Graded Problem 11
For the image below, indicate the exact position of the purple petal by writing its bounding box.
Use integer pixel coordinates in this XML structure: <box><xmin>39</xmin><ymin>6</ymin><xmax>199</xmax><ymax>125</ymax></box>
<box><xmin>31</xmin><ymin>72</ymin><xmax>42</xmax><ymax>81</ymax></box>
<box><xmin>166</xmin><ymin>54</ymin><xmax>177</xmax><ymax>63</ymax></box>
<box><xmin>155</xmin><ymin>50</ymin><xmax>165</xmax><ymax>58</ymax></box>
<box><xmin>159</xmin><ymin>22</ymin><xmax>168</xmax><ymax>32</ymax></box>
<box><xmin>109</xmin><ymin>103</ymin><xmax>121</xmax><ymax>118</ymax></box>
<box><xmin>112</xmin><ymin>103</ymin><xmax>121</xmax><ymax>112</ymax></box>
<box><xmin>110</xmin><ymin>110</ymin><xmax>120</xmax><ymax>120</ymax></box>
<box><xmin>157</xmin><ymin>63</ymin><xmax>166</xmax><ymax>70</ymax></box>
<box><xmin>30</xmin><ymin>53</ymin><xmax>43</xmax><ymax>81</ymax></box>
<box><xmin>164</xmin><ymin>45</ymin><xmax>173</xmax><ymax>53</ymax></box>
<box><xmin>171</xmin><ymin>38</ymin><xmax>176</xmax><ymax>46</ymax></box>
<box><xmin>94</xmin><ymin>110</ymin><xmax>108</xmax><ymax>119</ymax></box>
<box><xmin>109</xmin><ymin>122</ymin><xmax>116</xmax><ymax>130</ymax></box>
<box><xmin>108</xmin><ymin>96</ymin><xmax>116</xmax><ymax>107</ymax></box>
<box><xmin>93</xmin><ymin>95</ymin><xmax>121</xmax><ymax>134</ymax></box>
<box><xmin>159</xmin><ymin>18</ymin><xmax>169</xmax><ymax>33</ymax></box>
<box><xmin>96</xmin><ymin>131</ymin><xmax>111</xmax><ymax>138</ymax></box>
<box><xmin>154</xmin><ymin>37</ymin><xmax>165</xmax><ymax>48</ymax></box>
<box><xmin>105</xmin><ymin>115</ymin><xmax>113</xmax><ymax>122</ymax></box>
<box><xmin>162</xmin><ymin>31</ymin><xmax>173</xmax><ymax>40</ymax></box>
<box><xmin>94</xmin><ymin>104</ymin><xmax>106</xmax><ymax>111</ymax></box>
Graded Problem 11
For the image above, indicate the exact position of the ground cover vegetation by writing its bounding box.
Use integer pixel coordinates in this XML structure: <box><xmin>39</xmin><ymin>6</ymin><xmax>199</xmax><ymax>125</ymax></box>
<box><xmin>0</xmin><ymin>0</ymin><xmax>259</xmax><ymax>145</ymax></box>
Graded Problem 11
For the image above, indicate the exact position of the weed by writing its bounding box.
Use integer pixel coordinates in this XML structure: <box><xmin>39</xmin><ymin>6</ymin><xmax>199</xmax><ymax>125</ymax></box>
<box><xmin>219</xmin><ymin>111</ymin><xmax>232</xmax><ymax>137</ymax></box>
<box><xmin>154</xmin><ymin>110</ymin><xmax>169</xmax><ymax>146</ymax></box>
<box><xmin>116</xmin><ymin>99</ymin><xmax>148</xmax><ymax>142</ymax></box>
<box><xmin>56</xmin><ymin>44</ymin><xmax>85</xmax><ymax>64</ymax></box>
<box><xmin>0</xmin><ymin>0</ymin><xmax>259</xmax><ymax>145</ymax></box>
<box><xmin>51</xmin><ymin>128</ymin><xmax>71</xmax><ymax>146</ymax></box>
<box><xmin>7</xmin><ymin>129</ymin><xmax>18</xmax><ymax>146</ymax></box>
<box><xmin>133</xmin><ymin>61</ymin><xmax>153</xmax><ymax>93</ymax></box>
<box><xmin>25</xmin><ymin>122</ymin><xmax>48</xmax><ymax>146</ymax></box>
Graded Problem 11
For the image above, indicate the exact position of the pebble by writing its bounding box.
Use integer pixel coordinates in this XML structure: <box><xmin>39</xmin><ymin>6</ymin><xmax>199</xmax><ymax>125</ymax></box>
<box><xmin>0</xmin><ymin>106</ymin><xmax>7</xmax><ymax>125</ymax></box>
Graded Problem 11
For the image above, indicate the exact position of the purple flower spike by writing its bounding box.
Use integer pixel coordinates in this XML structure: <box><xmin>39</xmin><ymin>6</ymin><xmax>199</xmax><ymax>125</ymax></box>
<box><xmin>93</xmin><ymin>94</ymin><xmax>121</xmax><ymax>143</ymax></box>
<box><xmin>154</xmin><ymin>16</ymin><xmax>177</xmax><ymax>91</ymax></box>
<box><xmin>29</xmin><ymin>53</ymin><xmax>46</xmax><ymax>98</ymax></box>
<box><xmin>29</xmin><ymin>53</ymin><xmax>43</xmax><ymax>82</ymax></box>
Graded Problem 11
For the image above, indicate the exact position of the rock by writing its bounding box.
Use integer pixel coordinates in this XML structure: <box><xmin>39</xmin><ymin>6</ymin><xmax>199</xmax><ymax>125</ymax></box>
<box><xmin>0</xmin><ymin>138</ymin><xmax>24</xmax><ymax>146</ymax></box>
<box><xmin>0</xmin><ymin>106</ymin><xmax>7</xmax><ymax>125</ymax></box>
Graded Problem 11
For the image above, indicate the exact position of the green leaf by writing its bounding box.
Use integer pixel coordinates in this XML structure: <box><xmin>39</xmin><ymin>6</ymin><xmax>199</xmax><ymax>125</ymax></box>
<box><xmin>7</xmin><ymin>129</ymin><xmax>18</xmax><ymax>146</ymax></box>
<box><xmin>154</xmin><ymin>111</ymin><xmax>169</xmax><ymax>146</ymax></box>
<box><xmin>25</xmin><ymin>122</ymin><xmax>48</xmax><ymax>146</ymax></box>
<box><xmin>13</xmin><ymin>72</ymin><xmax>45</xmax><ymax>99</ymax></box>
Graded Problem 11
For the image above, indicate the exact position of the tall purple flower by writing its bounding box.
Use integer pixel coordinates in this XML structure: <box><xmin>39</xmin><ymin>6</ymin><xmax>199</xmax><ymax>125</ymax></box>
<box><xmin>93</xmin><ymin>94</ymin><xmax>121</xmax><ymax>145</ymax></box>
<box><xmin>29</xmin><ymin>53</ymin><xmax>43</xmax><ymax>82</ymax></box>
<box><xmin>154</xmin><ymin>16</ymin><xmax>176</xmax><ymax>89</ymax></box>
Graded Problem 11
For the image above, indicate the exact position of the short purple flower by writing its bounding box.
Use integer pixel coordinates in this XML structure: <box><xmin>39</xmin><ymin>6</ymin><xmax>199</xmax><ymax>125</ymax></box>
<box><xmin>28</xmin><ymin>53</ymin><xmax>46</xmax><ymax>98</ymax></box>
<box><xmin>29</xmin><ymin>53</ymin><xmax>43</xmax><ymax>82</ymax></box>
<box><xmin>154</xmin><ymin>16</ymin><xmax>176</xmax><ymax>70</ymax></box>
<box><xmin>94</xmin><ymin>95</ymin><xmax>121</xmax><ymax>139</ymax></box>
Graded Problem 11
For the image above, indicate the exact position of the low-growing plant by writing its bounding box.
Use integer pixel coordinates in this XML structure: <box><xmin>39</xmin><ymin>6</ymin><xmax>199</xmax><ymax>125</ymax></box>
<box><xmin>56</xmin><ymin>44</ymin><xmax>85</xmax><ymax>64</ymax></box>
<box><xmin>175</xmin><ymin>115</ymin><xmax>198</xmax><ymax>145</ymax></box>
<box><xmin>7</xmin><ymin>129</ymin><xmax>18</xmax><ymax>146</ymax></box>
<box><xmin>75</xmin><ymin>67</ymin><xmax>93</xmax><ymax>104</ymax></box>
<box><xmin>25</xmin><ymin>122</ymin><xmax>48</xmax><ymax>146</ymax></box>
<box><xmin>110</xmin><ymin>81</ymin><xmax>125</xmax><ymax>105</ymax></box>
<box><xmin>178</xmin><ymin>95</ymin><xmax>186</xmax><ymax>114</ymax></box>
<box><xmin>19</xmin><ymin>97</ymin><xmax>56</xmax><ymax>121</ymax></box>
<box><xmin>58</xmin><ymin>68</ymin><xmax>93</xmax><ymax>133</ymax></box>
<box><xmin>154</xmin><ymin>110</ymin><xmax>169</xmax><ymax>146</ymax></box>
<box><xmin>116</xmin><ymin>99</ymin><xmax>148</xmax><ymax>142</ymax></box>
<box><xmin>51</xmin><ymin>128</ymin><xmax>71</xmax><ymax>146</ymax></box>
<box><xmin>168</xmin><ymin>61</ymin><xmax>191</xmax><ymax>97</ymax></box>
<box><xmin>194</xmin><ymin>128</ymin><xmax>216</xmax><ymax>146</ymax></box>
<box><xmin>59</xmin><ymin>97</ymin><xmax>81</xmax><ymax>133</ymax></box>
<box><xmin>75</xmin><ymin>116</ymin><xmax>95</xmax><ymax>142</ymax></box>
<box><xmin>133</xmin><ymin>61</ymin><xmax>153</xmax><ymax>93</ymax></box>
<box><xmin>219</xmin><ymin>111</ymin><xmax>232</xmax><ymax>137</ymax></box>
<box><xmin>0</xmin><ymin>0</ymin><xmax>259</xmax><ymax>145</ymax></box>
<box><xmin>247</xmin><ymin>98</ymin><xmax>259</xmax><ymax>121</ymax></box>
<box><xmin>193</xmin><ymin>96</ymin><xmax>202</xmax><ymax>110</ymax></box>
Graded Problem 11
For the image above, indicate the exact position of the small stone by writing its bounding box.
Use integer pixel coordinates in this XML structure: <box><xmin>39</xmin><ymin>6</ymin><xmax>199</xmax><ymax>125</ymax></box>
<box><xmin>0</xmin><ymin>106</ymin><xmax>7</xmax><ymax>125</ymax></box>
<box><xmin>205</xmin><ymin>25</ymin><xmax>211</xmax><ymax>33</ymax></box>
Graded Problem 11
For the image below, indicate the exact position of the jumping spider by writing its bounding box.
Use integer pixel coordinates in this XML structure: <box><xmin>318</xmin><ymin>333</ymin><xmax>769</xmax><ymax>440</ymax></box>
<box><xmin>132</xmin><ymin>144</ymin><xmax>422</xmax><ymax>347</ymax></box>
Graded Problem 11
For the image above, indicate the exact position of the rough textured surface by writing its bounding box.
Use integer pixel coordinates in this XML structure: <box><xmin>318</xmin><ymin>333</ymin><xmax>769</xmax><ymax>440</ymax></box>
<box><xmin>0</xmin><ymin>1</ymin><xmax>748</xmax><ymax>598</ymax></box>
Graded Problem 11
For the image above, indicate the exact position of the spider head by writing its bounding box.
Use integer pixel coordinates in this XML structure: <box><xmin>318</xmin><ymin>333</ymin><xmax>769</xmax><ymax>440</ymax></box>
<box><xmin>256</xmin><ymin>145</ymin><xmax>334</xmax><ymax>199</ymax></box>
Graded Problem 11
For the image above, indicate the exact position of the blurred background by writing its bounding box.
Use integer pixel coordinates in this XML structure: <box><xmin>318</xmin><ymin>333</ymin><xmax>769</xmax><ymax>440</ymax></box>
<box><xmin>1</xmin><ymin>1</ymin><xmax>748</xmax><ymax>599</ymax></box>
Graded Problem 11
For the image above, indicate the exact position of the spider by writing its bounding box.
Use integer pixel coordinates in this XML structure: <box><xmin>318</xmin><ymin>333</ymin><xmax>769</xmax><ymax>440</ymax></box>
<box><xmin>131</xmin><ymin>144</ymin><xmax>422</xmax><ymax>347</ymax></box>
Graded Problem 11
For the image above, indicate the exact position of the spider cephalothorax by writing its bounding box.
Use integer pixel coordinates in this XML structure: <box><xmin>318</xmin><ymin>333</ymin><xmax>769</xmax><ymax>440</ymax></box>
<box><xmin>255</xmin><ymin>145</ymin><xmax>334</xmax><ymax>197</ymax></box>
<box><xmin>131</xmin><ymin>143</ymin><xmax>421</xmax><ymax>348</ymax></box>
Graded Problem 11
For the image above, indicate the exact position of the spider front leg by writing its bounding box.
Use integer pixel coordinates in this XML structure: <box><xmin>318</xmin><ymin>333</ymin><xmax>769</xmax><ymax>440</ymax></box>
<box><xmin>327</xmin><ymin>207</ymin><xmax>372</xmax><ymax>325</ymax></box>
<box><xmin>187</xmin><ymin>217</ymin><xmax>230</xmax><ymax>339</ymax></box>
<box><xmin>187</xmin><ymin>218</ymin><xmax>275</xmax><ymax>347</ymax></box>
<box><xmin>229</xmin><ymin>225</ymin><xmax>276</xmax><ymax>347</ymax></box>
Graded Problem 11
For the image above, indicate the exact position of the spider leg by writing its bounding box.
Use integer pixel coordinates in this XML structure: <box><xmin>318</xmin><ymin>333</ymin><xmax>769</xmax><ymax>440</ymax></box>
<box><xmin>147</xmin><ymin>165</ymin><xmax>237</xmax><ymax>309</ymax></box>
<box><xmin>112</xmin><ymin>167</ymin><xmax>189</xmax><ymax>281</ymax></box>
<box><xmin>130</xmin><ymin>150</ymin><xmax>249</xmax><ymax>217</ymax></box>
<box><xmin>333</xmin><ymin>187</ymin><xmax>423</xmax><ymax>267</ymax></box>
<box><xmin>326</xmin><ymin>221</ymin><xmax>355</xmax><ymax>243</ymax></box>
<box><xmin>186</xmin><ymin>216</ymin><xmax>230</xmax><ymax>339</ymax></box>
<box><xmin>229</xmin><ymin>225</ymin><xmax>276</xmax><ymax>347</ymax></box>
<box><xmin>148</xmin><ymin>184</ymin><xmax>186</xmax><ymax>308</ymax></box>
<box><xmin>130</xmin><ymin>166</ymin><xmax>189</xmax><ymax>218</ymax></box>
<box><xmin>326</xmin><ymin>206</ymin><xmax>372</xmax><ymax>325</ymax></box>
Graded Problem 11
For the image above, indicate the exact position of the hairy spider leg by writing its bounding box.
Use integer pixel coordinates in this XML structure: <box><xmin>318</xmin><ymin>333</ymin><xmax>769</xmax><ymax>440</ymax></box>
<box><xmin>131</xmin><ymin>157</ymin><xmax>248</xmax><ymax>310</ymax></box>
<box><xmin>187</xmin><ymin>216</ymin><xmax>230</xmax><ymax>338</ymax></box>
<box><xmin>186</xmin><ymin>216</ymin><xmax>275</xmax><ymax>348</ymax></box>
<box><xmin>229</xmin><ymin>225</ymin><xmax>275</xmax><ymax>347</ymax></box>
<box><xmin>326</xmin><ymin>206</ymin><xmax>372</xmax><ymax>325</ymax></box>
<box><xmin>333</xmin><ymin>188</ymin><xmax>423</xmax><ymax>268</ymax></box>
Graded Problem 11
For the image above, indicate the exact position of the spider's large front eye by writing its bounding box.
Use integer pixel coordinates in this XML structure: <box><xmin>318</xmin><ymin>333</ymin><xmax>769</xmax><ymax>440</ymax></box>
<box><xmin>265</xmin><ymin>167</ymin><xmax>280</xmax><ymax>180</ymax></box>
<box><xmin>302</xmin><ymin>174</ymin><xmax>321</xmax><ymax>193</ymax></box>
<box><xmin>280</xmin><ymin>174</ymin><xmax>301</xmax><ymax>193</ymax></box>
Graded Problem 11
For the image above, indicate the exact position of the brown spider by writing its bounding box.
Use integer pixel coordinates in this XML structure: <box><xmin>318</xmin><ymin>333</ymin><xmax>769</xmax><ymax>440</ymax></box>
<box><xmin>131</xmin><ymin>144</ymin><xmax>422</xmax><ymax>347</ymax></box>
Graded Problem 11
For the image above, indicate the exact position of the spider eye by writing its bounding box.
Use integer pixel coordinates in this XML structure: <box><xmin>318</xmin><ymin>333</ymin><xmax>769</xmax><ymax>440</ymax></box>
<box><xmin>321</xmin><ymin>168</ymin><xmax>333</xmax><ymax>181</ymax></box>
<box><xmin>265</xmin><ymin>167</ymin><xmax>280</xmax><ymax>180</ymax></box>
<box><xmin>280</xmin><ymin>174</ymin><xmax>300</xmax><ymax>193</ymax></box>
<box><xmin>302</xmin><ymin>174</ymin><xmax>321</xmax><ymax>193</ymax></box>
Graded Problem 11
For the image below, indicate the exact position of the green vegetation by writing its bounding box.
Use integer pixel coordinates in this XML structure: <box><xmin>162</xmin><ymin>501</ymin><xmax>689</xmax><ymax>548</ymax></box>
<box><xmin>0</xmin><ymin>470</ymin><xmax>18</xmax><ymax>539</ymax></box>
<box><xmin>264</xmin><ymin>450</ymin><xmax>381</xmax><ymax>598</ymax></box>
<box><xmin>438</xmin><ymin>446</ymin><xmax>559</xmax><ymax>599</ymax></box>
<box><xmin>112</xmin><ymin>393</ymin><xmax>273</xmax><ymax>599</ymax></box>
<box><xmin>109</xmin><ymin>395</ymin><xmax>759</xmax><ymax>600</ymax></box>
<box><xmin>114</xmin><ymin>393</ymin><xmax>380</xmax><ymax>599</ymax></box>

Problem to work on
Show the lines of the listing above with "below".

Answer area
For the image below, indicate the exact position of the purple petal by writing its bounding box.
For the image below, indicate the exact position of the jumping spider by writing its bounding box.
For the image below, indicate the exact position of the green vegetation by writing its bounding box.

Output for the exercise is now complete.